> Okuma metni:
Paylaş
Hayvanlarla ilgili hiç mi güzel şeyler olmuyor diye merak edenleriniz olur belki de. Düşünüyorum, acaba gözümden kaçan bir güzellik oldu da ben mi atladım diye. Bulamıyorum...
Toplumun çoğunluğu hayvan hakları konusunda duyarsız, bazıları duyarsızlığın ötesinde hayvana düşman, hayvan sevene, haklarını savunanlara düşman. Canlarla ilgili yasalar, tüm zorlamalara, taleplerimize karşın istediğimizce değişikliğe uğramadı.
Var olanlar doğru düzgün uygulanmıyor. Yasa gereği sahipsiz canlara kol kanat germek zorunda olan yerel yönetimler, belediyeler, hayvanı başlarına bela gibi algılıyor, hizmet vermek yerine onları nasıl başımızdan defederiz formülünü arıyor.

> Veri alıntıları:
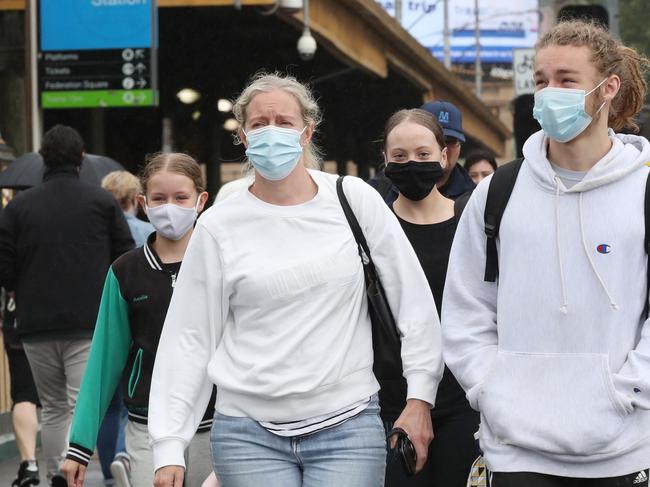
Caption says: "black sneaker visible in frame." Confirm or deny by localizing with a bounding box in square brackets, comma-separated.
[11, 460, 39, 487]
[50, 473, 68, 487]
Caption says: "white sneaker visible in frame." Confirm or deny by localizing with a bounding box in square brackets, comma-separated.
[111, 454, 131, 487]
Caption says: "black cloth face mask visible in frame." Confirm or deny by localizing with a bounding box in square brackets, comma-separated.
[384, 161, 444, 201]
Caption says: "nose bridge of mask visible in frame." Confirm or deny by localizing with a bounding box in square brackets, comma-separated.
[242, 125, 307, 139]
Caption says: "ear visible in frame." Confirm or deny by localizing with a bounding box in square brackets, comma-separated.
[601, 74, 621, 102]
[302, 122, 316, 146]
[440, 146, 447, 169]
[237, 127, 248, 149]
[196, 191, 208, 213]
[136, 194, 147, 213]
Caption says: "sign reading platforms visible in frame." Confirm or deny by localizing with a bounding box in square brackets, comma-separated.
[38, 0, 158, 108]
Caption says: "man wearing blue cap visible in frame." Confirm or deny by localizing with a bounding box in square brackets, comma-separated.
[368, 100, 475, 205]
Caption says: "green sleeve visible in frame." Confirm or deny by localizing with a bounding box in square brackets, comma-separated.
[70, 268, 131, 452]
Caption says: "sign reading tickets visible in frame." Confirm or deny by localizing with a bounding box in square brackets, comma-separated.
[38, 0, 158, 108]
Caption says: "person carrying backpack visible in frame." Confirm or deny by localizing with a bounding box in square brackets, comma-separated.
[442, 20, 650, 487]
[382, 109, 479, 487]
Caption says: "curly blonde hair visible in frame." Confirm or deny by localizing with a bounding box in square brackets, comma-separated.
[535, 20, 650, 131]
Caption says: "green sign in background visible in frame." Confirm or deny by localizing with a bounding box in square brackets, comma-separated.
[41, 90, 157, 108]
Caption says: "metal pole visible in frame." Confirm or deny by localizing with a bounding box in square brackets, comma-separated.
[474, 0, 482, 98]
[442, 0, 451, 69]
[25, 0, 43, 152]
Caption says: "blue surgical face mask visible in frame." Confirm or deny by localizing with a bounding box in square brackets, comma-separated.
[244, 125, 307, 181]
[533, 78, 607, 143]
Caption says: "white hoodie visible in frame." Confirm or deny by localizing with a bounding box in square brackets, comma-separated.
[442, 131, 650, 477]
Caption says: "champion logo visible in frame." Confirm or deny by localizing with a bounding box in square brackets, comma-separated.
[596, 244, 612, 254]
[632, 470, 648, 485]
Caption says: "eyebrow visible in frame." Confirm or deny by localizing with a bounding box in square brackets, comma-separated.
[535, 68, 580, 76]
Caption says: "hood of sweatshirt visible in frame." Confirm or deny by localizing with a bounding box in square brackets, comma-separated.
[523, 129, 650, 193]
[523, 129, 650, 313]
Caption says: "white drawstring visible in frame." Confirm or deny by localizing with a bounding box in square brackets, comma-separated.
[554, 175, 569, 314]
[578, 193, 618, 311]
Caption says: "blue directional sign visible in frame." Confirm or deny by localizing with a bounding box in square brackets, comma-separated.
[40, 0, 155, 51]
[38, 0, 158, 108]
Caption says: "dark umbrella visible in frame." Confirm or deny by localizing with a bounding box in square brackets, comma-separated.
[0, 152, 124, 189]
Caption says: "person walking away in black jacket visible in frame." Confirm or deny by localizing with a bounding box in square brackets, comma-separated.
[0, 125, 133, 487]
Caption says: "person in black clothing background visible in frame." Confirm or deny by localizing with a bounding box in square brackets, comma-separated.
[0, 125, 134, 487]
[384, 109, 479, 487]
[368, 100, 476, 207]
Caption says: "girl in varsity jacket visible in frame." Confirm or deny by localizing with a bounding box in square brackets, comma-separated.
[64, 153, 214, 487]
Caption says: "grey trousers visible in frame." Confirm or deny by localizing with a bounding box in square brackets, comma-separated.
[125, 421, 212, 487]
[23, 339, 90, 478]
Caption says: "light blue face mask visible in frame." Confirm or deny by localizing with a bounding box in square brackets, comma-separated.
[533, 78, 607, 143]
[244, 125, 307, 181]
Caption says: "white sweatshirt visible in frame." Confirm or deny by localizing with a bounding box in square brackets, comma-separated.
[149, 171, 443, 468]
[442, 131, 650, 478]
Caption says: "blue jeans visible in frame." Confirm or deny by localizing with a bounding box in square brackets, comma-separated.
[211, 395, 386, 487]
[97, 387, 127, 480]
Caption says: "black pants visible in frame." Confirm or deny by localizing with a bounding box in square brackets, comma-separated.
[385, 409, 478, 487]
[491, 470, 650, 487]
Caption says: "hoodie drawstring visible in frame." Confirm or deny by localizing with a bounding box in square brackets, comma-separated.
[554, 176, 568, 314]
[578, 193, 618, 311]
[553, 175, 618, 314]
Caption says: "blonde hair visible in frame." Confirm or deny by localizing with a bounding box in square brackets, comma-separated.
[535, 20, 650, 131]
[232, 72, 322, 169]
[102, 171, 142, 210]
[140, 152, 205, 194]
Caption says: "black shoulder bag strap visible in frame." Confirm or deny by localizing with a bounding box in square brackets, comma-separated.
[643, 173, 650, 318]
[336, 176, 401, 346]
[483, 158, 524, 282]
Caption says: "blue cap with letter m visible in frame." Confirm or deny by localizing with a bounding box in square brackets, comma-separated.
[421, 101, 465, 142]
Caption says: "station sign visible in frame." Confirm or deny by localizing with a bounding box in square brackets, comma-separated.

---

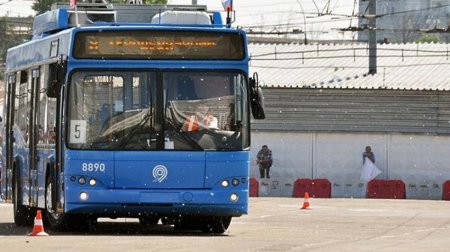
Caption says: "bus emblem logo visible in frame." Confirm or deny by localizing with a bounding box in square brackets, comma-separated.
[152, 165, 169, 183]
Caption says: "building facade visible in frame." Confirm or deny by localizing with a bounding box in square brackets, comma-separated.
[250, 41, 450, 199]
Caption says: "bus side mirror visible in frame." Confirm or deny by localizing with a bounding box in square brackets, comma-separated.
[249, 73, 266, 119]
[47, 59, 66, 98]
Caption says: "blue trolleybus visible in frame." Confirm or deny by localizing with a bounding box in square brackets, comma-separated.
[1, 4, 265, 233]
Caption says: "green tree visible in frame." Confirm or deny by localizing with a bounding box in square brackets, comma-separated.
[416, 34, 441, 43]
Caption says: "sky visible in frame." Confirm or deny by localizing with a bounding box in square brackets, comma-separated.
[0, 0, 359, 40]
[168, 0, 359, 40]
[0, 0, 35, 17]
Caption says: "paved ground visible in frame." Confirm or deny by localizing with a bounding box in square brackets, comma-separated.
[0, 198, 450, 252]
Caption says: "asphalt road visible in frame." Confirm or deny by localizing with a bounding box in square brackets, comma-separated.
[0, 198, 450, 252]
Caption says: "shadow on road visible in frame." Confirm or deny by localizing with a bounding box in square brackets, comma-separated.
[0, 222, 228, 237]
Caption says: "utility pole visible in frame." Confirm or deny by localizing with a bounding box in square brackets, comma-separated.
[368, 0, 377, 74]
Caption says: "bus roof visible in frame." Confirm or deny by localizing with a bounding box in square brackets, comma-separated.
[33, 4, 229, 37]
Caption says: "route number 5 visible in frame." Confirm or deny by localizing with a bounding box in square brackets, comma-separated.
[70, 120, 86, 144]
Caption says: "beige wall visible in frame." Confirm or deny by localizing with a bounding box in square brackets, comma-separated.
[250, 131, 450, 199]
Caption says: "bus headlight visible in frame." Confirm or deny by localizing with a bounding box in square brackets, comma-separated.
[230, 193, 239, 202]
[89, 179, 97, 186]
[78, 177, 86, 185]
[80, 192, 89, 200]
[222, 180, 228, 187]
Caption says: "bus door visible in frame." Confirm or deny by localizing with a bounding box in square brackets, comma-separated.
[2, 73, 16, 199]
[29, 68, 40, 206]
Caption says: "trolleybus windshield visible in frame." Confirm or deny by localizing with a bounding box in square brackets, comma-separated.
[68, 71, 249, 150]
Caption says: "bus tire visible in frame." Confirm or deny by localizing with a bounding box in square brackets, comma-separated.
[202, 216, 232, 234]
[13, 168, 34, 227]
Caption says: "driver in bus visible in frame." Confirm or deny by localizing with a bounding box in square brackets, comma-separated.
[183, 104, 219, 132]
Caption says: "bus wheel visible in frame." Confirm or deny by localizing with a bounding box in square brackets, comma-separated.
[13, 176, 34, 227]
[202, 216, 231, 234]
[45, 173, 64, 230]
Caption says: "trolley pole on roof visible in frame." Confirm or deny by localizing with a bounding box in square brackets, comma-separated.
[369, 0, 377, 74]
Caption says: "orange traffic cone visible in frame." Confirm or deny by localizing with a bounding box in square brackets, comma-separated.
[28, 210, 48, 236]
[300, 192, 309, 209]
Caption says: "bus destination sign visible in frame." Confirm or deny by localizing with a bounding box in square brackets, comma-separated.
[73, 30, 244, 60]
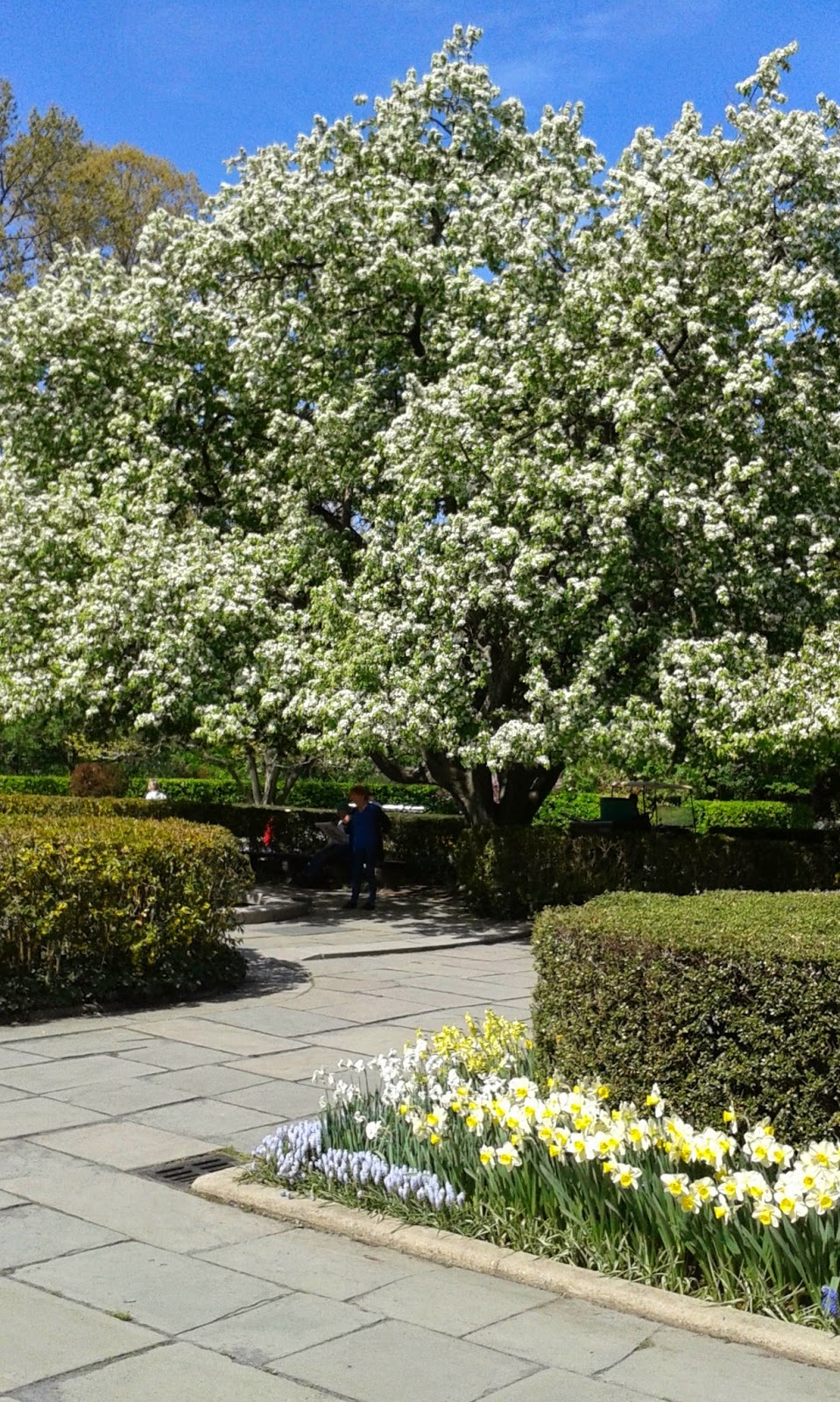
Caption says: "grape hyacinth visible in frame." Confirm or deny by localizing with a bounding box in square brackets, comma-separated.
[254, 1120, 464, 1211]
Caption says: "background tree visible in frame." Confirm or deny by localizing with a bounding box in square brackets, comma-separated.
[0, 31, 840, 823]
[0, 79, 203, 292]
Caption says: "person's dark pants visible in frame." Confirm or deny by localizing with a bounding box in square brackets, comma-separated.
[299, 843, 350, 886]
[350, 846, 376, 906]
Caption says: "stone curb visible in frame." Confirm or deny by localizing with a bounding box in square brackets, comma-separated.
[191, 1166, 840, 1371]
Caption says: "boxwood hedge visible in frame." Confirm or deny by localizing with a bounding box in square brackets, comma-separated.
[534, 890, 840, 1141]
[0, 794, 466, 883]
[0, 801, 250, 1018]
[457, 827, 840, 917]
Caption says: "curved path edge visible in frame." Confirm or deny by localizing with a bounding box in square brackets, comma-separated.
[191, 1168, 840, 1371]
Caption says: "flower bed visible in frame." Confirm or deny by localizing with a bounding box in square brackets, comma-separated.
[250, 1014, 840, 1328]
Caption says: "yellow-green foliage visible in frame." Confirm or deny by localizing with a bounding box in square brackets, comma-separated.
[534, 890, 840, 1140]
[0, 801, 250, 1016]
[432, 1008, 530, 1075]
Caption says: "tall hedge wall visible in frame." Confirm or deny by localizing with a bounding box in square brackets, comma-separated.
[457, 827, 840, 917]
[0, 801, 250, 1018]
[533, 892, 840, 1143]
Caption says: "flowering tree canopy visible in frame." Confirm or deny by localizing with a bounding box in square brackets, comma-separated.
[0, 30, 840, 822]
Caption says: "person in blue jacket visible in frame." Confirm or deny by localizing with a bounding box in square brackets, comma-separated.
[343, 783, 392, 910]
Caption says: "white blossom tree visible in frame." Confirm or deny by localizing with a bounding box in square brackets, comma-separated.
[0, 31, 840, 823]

==

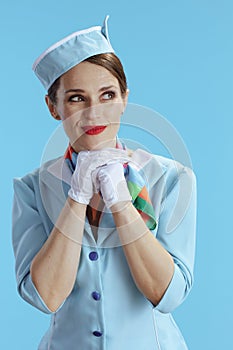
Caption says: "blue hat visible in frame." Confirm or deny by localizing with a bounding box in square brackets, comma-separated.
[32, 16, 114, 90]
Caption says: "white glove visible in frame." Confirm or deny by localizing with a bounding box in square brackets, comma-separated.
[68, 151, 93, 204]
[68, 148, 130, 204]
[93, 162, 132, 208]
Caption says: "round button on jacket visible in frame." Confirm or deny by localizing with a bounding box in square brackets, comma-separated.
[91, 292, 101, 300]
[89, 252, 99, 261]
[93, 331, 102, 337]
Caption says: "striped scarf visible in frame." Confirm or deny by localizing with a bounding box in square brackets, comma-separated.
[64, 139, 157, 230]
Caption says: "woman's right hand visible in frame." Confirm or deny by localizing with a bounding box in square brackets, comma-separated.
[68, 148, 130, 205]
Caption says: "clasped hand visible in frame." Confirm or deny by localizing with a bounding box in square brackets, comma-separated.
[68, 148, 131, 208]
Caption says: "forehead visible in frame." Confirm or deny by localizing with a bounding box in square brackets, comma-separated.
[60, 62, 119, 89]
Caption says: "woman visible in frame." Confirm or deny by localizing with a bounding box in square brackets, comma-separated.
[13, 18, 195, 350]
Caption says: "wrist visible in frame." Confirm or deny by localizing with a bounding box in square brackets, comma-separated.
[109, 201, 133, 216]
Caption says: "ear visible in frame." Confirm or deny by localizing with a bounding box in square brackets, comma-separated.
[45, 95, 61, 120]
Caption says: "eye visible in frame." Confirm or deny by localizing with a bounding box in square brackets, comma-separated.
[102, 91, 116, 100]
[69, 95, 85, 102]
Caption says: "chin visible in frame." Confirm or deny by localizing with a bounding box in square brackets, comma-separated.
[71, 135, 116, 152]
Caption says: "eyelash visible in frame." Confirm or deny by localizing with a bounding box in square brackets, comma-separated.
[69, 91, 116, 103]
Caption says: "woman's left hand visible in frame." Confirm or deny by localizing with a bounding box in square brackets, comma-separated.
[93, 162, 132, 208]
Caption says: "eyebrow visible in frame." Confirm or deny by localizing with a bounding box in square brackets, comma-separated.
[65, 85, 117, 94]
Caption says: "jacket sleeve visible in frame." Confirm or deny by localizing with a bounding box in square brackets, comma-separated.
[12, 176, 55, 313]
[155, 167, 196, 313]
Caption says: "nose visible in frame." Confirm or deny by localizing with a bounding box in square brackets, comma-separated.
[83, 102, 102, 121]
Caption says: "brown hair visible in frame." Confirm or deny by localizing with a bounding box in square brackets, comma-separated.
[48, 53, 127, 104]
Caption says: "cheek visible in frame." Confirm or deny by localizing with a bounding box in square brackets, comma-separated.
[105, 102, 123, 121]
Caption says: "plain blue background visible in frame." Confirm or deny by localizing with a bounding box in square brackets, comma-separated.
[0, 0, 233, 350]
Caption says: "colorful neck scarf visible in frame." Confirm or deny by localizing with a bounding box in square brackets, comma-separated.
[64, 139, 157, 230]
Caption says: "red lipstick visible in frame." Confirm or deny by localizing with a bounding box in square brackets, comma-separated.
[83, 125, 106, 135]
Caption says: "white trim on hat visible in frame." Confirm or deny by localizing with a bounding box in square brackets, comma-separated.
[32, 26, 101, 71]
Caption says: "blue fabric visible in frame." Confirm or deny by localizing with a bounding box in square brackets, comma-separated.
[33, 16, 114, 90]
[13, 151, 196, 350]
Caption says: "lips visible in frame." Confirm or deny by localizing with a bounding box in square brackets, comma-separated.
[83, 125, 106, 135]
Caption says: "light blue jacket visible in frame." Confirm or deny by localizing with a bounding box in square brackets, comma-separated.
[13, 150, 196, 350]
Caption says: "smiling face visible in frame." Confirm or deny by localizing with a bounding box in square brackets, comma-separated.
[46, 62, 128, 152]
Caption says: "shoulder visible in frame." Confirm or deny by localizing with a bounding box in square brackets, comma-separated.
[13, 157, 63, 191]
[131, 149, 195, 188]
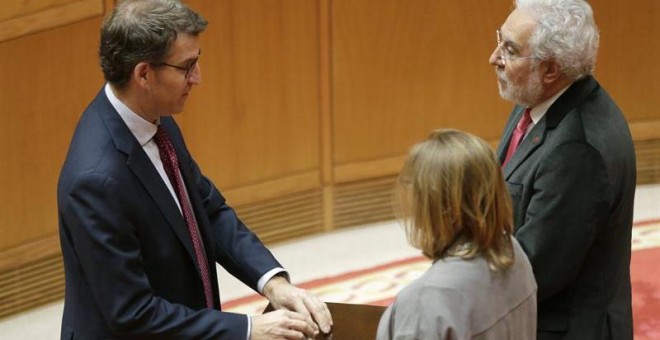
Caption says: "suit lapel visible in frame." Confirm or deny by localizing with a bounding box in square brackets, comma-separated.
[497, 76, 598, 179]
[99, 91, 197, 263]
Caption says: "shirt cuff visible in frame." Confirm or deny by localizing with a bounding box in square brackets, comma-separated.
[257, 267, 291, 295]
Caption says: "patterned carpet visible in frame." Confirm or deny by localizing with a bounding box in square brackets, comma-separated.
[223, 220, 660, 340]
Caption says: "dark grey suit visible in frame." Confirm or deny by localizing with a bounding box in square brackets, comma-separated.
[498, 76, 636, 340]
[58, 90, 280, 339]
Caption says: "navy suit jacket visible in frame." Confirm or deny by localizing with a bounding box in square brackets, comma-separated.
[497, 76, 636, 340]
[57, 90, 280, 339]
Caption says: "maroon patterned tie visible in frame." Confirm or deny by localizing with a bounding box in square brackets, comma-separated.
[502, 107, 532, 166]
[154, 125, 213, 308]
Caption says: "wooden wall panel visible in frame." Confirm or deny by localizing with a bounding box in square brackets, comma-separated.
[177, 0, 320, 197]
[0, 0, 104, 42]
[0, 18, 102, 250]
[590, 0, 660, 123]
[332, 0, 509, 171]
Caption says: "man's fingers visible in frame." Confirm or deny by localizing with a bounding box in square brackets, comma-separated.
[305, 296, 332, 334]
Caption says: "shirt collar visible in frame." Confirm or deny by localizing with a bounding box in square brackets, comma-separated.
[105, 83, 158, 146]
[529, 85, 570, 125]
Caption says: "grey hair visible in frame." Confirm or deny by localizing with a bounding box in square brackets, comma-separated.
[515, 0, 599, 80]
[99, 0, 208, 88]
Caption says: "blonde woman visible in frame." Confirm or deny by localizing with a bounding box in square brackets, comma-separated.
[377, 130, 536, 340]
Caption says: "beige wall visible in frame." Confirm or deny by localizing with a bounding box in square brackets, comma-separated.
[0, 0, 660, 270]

> Göreviniz:
Yukarıdaki okuma metnini hiçbir değişiklik yapmadan baştan sona eksiksiz olarak yazın.

> Tamamlanmış alıştırma:
Paylaş
Hayvanlarla ilgili hiç mi güzel şeyler olmuyor diye merak edenleriniz olur belki de. Düşünüyorum, acaba gözümden kaçan bir güzellik oldu da ben mi atladım diye. Bulamıyorum...
Toplumun çoğunluğu hayvan hakları konusunda duyarsız, bazıları duyarsızlığın ötesinde hayvana düşman, hayvan sevene, haklarını savunanlara düşman. Canlarla ilgili yasalar, tüm zorlamalara, taleplerimize karşın istediğimizce değişikliğe uğramadı.
Var olanlar doğru düzgün uygulanmıyor. Yasa gereği sahipsiz canlara kol kanat germek zorunda olan yerel yönetimler, belediyeler, hayvanı başlarına bela gibi algılıyor, hizmet vermek yerine onları nasıl başımızdan defederiz formülünü arıyor.